RACO Teme che possa essere influenzato dal governo?
CANTONE Un PM sempre più vicino al governo ci potrebbe indurre a ripetere il famoso detto: troverò un giudice a Berlino? Troverò un pubblico ministero indipendente in Italia qualora questa funzione venga sempre più inserita nella logica dell’esecutivo? Su questo tema pongo domande, non ho risposte sicure. Alla presidenza dell’ANAC ho molto girato il mondo e ho avuto contatti con numerosi ambienti amministrativi e giudiziari. Dovunque il tema principale era la difficoltà di utilizzare una magistratura indipendente per effettuare la lotta alla corruzione. Non vorrei che per risolvere un problema ne creassimo uno maggiore. Lavoriamo per una distinzione, per fare in modo che il giudice sia messo in condizione di essere autonomo e indipendente. La separazione delle carriere rischia a mio avviso di fare più danni che vantaggi.
RACO Ci teniamo il nostro sistema allora?

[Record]
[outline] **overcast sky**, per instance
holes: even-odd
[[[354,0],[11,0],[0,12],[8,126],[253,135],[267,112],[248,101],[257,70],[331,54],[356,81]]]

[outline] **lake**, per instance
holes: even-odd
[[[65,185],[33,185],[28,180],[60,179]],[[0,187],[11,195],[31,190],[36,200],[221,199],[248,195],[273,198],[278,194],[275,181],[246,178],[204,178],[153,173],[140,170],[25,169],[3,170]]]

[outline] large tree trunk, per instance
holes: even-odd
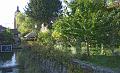
[[[90,47],[88,42],[86,42],[86,46],[87,46],[87,55],[90,56]]]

Compiti ed esercizi ▸
a: Riassumi l'intervista in due frasi.
b: Elenca tutte le frasi interrogative presenti nell'intervista.
c: Ripeti il tratto dell'intervista che va da "CANTONE Un PM" fino a "danni che vantaggi.".

Risposte ai compiti ▸
a: Cantone si chiede se, con un pubblico ministero sempre più vicino al governo, in Italia si potrà ancora trovare un PM indipendente, e ammette di porre domande senza avere risposte sicure. Ricorda che, nei contatti avuti nel mondo come presidente dell'ANAC, il tema principale era la difficoltà di usare una magistratura indipendente contro la corruzione, e ritiene che la separazione delle carriere rischi di fare più danni che vantaggi.

b:
- Teme che possa essere influenzato dal governo?
- Un PM sempre più vicino al governo ci potrebbe indurre a ripetere il famoso detto: troverò un giudice a Berlino?
- Troverò un pubblico ministero indipendente in Italia qualora questa funzione venga sempre più inserita nella logica dell'esecutivo?
- Ci teniamo il nostro sistema allora?

c:
CANTONE Un PM sempre più vicino al governo ci potrebbe indurre a ripetere il famoso detto: troverò un giudice a Berlino? Troverò un pubblico ministero indipendente in Italia qualora questa funzione venga sempre più inserita nella logica dell’esecutivo? Su questo tema pongo domande, non ho risposte sicure. Alla presidenza dell’ANAC ho molto girato il mondo e ho avuto contatti con numerosi ambienti amministrativi e giudiziari. Dovunque il tema principale era la difficoltà di utilizzare una magistratura indipendente per effettuare la lotta alla corruzione. Non vorrei che per risolvere un problema ne creassimo uno maggiore. Lavoriamo per una distinzione, per fare in modo che il giudice sia messo in condizione di essere autonomo e indipendente. La separazione delle carriere rischia a mio avviso di fare più danni che vantaggi.